Instructions to follow:
The copy you return should hold every record below word for word and no images.

Saved data entries
########

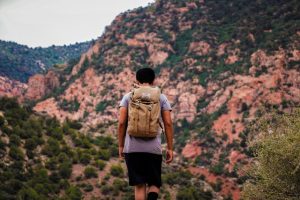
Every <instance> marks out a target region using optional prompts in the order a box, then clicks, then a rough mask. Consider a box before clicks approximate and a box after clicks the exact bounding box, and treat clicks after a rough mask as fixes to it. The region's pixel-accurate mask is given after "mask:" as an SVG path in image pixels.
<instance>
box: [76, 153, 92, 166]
mask: <svg viewBox="0 0 300 200" xmlns="http://www.w3.org/2000/svg"><path fill="white" fill-rule="evenodd" d="M91 159H92V157H91V155H90V154H87V153H83V154H81V155H80V157H79V162H80V163H82V164H85V165H86V164H89V163H90V161H91Z"/></svg>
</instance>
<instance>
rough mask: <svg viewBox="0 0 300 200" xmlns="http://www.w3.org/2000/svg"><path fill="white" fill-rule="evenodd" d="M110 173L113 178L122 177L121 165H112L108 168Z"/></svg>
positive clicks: (122, 168)
mask: <svg viewBox="0 0 300 200" xmlns="http://www.w3.org/2000/svg"><path fill="white" fill-rule="evenodd" d="M110 173H111V175H113V176H117V177H122V176H123V174H124V170H123V168H122V166H121V165H112V166H111V168H110Z"/></svg>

########

Result of this exercise:
Every <instance> marks out a target region using optional prompts in the order a box, then clicks, then a rough mask. Consider a box before clicks approximate and a box after clicks the exact bounding box, and treat clicks after a rough mask as fixes to it. The region's pixel-accurate mask is given after "mask:" as an SVG path in image pixels.
<instance>
box: [76, 153, 92, 166]
mask: <svg viewBox="0 0 300 200" xmlns="http://www.w3.org/2000/svg"><path fill="white" fill-rule="evenodd" d="M91 159H92V157H91V155H90V154H87V153H83V154H81V155H80V157H79V162H80V163H82V164H85V165H86V164H89V163H90V161H91Z"/></svg>
</instance>
<instance>
rough mask: <svg viewBox="0 0 300 200" xmlns="http://www.w3.org/2000/svg"><path fill="white" fill-rule="evenodd" d="M110 173L113 178L122 177L121 165H112L108 168Z"/></svg>
positive clicks: (122, 168)
mask: <svg viewBox="0 0 300 200" xmlns="http://www.w3.org/2000/svg"><path fill="white" fill-rule="evenodd" d="M110 173H111V175H113V176H117V177H122V176H123V174H124V170H123V168H122V166H121V165H112V166H111V168H110Z"/></svg>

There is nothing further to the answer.